文書の抜粋 ->
------------------------------------------------------------------------

梅仕事は5月中旬頃から7月下旬頃に行いますが、時期によって梅の熟し具合は異なります。時期による梅の状態の違いと用途を大まかにご紹介するので、梅仕事の参考にしてみてください。 

【5月中旬~下旬】 

・梅の状態:緑の小粒で硬さがある「小梅」 

・主な用途:小梅漬け 

【5月下旬~6月上旬】 

・梅の状態:緑色の大粒で硬さがある「青梅」 

・主な用途:梅酒、梅シロップ(梅ジュース)、しょうゆ漬け、甘露煮、梅味噌など 

【6月中旬~7月上旬】 

・梅の状態:黄色く熟し柔らかい「完熟梅」 

・主な用途:梅干し、梅酒、梅ジャムなど 

この頃に、梅干し作りを始めると良いでしょう。 

梅仕事の定番!梅干し・梅酒・梅シロップの作り方

梅を使った食べ物・飲み物といえば、梅干しや梅酒が定番です。 

ここでは、自宅で挑戦できる梅仕事として、梅干し・梅シロップ・梅酒の作り方をご紹介します。 

梅干しの作り方 

梅仕事の定番、梅干し作りに必要な材料と作り方の手順は、以下のとおりです。 

【材料】 

・完熟梅:1kg 

・粗塩:200g(梅の重量に対して20%) 

・消毒用のホワイトリカー 

・梅と塩が入る大きさの保存容器 

・重し:2kg(梅の重さに対して約2倍) 

・落とし蓋 

・天日干し用のざる(吊り下げネットでも代用可) 

・竹串や爪楊枝 

青梅を使って梅干しを作ることもできますが、アク抜きを行う必要があるなど少し手間がかかり、失敗する可能性も高いです。初心者の方は、完熟梅を使って梅干し作りにチャレンジしてみてください。 

【作り方の手順】 

1.使用する道具類をホワイトリカーや熱湯をかけて消毒する。水気は残らないように丁寧に拭き取っておく 

2.傷んでいる梅を取り除いたら、傷つかないように洗う 

3.布巾やキッチンペーパーで丁寧に水気を拭き取ったら、竹串や爪楊枝でヘタを取る。カビの発生を抑えるために、ヘタを取った後にアルコールを吹きかけるのもおすすめ 

4.消毒した清潔な容器に塩と梅を交互に入れる。入れ終えたら落とし蓋をして重しを乗せる。容器の上側に行くほど塩の量を増やし、梅が塩で隠れるようにするのがポイント 

5.梅酢が上がってきたら重しを軽くして、塩が溶け切るまで冷暗所で1ヶ月ほど保存する 

6.晴れが続くタイミングを狙って梅を容器から取り出し、ざるに並べて天日干しする(土用干し)

------------------------------------------------------------------------

記録の抜粋 ->
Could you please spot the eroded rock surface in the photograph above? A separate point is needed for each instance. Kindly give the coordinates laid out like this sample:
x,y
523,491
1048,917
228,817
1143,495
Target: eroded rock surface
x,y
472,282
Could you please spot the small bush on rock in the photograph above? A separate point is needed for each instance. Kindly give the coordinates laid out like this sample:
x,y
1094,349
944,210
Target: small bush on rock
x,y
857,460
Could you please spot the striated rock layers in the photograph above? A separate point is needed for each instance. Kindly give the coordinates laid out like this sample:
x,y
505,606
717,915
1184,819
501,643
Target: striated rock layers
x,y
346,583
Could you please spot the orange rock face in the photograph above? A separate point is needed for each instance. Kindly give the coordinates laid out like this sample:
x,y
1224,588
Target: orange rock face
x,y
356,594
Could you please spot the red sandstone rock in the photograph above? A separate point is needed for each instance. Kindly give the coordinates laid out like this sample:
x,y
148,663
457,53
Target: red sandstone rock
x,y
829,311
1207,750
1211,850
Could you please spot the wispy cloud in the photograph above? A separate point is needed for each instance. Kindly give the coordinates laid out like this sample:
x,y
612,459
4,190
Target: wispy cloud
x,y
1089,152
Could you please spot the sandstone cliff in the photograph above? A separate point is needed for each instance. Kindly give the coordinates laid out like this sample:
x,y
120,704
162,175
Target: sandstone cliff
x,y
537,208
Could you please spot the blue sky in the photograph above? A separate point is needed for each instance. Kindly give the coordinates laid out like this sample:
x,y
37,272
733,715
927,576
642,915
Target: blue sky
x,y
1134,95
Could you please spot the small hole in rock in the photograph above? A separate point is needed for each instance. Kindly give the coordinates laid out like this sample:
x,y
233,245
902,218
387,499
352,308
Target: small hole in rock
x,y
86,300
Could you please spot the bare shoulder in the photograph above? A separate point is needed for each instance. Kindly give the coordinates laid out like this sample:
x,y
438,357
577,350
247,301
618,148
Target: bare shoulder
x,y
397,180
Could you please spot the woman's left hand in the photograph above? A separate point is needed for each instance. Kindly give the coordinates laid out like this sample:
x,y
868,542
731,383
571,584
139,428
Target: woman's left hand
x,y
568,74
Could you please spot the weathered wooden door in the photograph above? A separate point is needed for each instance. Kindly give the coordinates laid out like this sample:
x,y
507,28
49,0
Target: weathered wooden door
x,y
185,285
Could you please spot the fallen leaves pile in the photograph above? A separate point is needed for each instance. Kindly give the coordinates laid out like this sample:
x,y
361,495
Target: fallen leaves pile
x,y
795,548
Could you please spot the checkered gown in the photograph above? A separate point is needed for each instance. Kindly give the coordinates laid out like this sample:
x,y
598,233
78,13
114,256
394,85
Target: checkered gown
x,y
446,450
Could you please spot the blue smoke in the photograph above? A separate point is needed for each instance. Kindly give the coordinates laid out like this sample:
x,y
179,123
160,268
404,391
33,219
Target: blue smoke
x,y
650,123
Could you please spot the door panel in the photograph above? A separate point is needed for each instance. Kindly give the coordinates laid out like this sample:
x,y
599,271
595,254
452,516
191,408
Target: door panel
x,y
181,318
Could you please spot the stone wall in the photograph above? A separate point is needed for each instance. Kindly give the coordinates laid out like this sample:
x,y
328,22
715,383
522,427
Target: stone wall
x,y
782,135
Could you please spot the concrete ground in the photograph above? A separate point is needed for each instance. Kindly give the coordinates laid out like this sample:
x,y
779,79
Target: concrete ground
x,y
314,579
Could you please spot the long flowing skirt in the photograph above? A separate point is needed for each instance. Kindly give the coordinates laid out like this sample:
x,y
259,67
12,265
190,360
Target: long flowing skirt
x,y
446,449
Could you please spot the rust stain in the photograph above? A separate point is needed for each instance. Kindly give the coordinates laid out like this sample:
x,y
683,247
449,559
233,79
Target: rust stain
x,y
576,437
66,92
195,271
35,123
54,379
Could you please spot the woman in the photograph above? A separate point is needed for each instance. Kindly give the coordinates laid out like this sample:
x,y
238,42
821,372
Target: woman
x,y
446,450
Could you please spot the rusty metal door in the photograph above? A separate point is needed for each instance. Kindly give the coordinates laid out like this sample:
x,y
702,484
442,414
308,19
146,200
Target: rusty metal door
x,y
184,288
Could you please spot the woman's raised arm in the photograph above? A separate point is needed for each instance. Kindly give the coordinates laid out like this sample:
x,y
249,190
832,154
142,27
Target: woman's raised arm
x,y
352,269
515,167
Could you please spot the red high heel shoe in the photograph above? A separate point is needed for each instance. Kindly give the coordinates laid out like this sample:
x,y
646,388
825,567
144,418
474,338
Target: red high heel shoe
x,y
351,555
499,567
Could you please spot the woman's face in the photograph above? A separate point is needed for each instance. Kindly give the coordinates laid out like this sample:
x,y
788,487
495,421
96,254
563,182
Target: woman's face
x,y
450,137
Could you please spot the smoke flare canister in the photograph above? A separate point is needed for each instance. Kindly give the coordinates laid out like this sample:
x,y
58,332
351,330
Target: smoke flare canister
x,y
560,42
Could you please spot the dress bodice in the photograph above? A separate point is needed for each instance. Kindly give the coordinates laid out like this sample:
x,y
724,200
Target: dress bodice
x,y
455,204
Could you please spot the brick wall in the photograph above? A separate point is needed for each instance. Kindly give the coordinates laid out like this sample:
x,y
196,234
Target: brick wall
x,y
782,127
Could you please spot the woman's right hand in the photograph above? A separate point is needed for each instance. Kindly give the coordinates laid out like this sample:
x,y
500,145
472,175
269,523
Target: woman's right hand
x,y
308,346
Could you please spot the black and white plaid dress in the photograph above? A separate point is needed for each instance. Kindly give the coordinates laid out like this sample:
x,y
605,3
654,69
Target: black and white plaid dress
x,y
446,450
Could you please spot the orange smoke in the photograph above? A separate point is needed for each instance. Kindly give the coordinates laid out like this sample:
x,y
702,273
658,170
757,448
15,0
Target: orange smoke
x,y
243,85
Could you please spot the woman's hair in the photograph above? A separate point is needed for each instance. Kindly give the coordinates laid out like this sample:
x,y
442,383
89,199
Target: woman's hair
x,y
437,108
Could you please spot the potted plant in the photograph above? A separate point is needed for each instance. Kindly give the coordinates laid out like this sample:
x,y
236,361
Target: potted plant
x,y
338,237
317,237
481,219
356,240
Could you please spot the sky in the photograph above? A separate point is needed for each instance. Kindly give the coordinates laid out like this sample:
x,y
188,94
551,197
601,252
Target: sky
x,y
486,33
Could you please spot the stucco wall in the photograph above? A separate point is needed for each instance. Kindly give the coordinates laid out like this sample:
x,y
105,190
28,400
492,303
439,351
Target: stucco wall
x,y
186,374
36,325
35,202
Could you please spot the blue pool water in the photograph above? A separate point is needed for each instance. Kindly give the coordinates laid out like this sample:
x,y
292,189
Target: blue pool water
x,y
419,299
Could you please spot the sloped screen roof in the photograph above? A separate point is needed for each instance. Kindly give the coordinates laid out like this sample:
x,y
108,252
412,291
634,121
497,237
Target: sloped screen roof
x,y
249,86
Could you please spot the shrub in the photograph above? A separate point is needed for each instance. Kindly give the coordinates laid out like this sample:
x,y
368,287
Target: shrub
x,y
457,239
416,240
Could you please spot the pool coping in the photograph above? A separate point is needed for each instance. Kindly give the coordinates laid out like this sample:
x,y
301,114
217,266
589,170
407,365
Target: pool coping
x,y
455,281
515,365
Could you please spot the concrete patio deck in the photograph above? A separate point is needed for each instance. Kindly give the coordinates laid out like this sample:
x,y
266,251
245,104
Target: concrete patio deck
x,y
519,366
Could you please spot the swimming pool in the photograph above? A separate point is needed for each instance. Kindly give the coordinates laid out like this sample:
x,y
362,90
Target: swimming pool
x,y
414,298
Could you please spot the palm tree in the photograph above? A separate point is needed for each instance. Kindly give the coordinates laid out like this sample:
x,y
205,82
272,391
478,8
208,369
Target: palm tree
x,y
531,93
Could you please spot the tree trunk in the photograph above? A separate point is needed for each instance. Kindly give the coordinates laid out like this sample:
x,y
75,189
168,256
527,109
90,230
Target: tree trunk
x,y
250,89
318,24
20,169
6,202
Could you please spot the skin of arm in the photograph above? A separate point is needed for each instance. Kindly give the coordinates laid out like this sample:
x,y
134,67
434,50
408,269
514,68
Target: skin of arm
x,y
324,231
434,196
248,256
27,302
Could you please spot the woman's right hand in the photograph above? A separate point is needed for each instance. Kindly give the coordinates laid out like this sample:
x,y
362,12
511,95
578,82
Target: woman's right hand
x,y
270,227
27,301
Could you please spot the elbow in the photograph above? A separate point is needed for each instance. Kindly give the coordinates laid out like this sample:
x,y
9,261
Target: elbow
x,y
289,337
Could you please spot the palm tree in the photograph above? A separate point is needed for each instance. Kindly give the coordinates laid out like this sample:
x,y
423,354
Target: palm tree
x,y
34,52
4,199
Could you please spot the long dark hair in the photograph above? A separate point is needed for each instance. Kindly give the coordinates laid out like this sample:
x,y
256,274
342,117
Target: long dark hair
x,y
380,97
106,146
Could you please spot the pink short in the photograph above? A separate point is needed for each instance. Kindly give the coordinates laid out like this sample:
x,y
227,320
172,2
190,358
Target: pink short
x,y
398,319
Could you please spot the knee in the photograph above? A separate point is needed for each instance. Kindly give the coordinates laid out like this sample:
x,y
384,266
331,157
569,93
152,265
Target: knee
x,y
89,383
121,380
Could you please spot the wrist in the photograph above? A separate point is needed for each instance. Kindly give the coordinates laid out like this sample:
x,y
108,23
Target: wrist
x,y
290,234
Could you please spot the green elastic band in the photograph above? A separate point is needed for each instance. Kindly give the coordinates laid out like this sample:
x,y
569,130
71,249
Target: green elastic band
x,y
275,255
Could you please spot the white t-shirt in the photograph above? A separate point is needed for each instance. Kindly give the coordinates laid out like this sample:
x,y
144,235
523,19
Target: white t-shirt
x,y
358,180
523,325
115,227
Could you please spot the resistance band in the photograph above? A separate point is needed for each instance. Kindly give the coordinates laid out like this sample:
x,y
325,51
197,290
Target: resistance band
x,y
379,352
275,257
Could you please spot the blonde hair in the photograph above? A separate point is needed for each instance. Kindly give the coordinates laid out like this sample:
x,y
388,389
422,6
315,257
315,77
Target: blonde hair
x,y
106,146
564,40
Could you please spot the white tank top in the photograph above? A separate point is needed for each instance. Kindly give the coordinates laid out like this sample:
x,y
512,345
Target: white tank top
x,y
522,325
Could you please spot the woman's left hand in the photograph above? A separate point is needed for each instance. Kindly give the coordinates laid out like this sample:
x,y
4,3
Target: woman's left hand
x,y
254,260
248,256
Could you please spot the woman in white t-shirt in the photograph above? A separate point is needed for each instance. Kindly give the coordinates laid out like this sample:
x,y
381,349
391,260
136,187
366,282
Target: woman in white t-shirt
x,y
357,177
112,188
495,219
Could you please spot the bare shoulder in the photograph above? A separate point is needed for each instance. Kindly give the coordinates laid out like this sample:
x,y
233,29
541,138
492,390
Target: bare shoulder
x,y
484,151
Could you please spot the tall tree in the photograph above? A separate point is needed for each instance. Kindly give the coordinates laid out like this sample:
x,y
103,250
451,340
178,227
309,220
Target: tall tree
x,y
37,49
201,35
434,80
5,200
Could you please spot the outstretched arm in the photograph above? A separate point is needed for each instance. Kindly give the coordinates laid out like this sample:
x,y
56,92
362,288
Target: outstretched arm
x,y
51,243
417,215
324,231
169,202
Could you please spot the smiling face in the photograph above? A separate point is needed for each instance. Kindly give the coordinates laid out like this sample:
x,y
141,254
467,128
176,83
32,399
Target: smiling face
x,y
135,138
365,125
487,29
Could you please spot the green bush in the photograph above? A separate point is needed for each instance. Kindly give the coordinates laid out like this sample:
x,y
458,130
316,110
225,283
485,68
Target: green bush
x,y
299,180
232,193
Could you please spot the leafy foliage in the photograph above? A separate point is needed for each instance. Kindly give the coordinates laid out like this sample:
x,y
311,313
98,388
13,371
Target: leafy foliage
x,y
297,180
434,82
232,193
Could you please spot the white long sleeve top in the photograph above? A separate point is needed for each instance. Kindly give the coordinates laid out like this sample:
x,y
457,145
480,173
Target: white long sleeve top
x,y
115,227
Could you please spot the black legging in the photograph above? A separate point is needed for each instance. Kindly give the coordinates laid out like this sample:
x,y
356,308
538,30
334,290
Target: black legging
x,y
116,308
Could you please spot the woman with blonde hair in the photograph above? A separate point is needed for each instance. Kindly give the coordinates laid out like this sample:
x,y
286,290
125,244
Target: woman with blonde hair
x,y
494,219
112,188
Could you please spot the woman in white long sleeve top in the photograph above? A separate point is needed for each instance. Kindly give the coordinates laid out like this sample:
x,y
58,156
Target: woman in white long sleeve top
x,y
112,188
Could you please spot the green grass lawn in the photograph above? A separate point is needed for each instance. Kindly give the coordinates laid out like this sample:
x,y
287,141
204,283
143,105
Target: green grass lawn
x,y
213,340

------------------------------------------------------------------------

課題と練習 ->
[1] 梅仕事の文章から、「1.使用する道具類をホワイト」と「べて天日干しする(土用干し)」の間を、両端の語句も含めて一字一句違えずに書き写してください。
[2] 記録のうち、「Could you please spot the green grass」を含む行から記録の最後の行までを、両端の行も含めて改変せずにもう一度示してください。
梅仕事の文章と記録のあいだには何の関係もありません。

各課題の解答 ->
[1]
1.使用する道具類をホワイトリカーや熱湯をかけて消毒する。水気は残らないように丁寧に拭き取っておく 

2.傷んでいる梅を取り除いたら、傷つかないように洗う 

3.布巾やキッチンペーパーで丁寧に水気を拭き取ったら、竹串や爪楊枝でヘタを取る。カビの発生を抑えるために、ヘタを取った後にアルコールを吹きかけるのもおすすめ 

4.消毒した清潔な容器に塩と梅を交互に入れる。入れ終えたら落とし蓋をして重しを乗せる。容器の上側に行くほど塩の量を増やし、梅が塩で隠れるようにするのがポイント 

5.梅酢が上がってきたら重しを軽くして、塩が溶け切るまで冷暗所で1ヶ月ほど保存する 

6.晴れが続くタイミングを狙って梅を容器から取り出し、ざるに並べて天日干しする(土用干し)

[2]
Could you please spot the green grass lawn in the photograph above? A separate point is needed for each instance. Kindly give the coordinates laid out like this sample:
x,y
287,141
204,283
143,105
Target: green grass lawn
x,y
213,340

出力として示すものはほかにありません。